- Consigne:
Recopiez sans aucune modification le passage de l'extrait ci-dessous sur la stratégie syndicale situé entre « Si grâce à la » et « dans aucun d'eux. », bornes incluses.

- Extrait choisi:
--------------------------------
Si grâce à la gauche syndicale et grâce aux syndicats alternatifs nous réussissons à faire constituer un gouvernement d'urgence pour faire face à la crise, nous aurons fait un morceau important de notre route. Si même la droite syndicale par calcul s'associe, tant mieux. La même chose vaut aussi pour des fractions de la bourgeoisie et du clergé. Nous ne faisons pas d'actes de foi dans aucun d'eux.

 

Le principe qui doit nous guider aujourd'hui est : unité et indépendance, fermes dans la stratégie et flexibles dans la tactique. Ne pas se mettre aux ordres ni à la remorque de la gauche syndicale, ne refuser à personne de suivre notre route, rassembler toutes les forces disponibles pour renforcer notre courant et battre la mobilisation réactionnaire.
--------------------------------
- Données fournies:
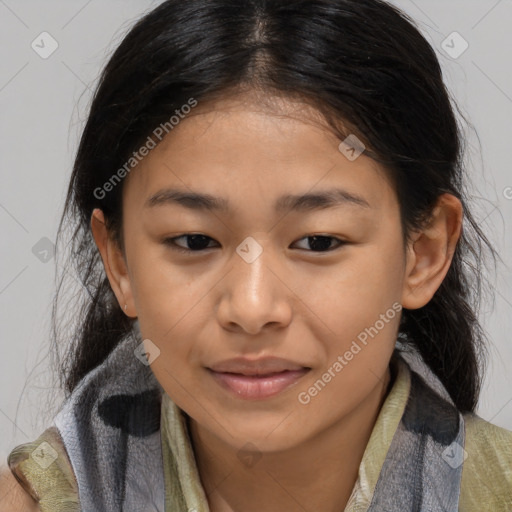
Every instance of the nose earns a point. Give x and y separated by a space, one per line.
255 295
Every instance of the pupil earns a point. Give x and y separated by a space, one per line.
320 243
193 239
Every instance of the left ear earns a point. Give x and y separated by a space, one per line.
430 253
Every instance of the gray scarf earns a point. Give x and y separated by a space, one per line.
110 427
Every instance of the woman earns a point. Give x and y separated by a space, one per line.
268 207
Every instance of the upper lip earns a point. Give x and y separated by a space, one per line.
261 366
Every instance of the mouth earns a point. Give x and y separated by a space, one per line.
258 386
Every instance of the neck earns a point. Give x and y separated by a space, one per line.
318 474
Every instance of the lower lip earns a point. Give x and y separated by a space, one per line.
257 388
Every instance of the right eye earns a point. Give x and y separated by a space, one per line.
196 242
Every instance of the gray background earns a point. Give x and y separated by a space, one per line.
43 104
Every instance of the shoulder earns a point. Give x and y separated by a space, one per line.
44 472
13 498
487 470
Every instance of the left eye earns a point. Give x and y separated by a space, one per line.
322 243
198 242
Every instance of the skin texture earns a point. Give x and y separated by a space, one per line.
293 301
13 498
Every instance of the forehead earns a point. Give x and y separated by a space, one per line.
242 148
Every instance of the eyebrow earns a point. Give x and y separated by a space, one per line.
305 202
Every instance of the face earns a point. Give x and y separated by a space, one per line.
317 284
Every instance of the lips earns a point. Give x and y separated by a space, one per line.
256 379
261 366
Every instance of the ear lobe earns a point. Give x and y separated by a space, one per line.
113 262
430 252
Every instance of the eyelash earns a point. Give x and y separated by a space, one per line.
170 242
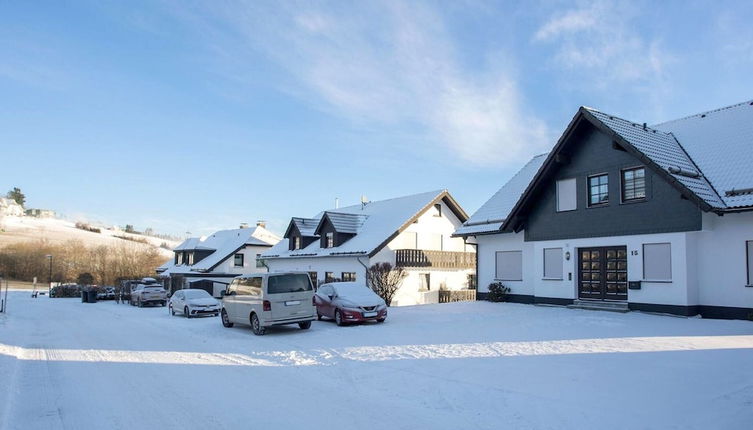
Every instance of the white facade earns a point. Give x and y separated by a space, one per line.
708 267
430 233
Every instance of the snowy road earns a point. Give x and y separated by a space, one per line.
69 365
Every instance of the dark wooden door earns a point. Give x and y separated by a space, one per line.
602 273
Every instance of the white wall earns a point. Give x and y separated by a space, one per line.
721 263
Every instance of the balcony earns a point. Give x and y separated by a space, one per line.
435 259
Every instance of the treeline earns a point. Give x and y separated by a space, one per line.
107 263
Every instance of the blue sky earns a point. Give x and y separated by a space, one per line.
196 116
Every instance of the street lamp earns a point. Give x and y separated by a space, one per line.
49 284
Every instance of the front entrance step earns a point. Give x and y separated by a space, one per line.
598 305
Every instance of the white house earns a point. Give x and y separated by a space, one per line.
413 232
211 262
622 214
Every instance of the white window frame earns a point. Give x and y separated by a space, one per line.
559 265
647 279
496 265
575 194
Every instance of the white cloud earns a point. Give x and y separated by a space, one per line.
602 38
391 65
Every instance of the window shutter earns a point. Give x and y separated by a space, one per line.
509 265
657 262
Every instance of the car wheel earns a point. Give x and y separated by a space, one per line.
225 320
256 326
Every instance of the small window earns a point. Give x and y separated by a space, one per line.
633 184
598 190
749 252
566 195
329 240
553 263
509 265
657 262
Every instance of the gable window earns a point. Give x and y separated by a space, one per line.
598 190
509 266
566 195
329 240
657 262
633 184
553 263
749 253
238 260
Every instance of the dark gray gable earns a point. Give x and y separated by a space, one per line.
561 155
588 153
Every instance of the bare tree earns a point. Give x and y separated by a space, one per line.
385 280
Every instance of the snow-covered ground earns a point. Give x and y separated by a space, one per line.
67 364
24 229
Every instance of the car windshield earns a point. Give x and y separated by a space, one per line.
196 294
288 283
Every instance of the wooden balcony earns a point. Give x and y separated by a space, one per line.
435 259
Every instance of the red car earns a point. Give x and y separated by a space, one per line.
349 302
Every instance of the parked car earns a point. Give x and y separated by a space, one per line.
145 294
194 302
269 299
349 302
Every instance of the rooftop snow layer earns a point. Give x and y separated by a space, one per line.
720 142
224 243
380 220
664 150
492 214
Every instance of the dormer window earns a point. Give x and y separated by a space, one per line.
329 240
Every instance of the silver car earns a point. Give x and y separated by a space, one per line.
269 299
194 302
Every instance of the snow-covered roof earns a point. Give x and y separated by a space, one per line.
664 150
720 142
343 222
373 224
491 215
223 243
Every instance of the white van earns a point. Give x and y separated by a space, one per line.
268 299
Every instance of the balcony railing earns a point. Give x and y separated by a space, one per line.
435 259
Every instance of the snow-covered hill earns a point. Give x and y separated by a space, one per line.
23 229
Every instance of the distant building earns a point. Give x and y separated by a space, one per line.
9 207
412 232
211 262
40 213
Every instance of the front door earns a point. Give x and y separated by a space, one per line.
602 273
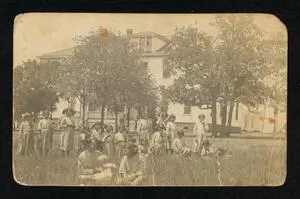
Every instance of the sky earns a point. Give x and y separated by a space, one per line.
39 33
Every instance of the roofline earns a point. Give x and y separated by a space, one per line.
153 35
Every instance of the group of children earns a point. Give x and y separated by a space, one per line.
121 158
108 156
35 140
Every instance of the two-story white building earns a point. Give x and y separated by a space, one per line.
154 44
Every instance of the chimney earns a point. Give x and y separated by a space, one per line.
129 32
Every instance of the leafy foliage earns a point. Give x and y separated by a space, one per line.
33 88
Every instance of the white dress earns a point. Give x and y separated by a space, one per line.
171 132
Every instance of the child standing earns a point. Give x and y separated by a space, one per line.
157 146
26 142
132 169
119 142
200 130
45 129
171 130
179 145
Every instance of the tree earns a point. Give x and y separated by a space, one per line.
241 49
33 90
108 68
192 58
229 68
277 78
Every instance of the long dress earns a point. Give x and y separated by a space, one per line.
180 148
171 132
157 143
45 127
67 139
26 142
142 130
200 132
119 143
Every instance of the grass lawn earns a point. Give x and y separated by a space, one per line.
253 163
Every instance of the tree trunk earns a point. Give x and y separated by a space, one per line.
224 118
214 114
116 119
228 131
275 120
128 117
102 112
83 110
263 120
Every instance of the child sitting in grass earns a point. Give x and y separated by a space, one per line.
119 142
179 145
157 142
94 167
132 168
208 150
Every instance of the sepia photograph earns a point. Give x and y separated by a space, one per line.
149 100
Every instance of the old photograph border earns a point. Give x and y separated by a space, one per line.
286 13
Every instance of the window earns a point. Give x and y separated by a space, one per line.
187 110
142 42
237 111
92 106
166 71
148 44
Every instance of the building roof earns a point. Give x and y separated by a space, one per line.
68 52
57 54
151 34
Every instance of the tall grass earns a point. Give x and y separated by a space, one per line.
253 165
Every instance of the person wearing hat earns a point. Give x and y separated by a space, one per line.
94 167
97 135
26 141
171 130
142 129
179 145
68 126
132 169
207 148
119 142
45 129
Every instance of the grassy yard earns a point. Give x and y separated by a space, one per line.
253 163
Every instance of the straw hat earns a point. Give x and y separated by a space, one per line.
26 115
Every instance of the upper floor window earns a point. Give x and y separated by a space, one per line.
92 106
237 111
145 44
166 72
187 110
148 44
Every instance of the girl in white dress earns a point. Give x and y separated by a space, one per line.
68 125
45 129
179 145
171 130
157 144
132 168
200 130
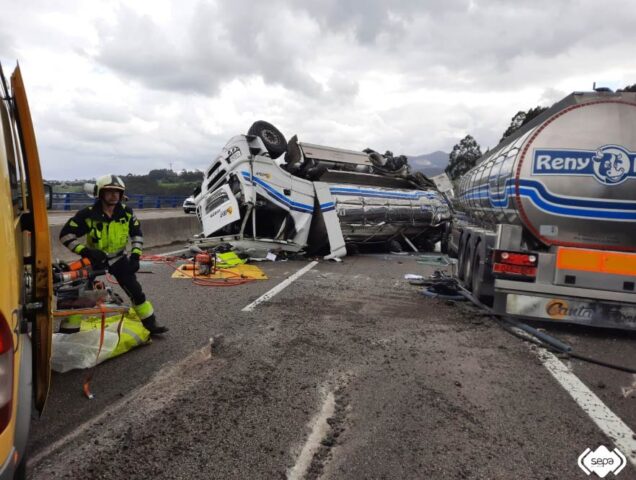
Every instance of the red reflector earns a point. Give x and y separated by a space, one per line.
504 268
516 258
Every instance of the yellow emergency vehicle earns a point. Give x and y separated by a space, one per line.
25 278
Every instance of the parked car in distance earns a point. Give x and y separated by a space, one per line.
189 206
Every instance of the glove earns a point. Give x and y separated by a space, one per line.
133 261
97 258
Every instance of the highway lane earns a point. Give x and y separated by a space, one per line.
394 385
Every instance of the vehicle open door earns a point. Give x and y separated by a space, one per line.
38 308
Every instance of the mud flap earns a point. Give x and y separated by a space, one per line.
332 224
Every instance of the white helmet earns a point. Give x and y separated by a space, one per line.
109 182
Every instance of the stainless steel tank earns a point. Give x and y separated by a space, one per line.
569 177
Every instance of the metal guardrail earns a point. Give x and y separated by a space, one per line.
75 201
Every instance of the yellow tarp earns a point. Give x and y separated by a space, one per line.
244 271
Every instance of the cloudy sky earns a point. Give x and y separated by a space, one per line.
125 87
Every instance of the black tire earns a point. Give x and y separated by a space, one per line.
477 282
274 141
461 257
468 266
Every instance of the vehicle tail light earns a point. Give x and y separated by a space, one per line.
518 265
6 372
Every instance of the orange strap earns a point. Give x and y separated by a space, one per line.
--------------------------------
- Réponse complète:
Si grâce à la gauche syndicale et grâce aux syndicats alternatifs nous réussissons à faire constituer un gouvernement d'urgence pour faire face à la crise, nous aurons fait un morceau important de notre route. Si même la droite syndicale par calcul s'associe, tant mieux. La même chose vaut aussi pour des fractions de la bourgeoisie et du clergé. Nous ne faisons pas d'actes de foi dans aucun d'eux.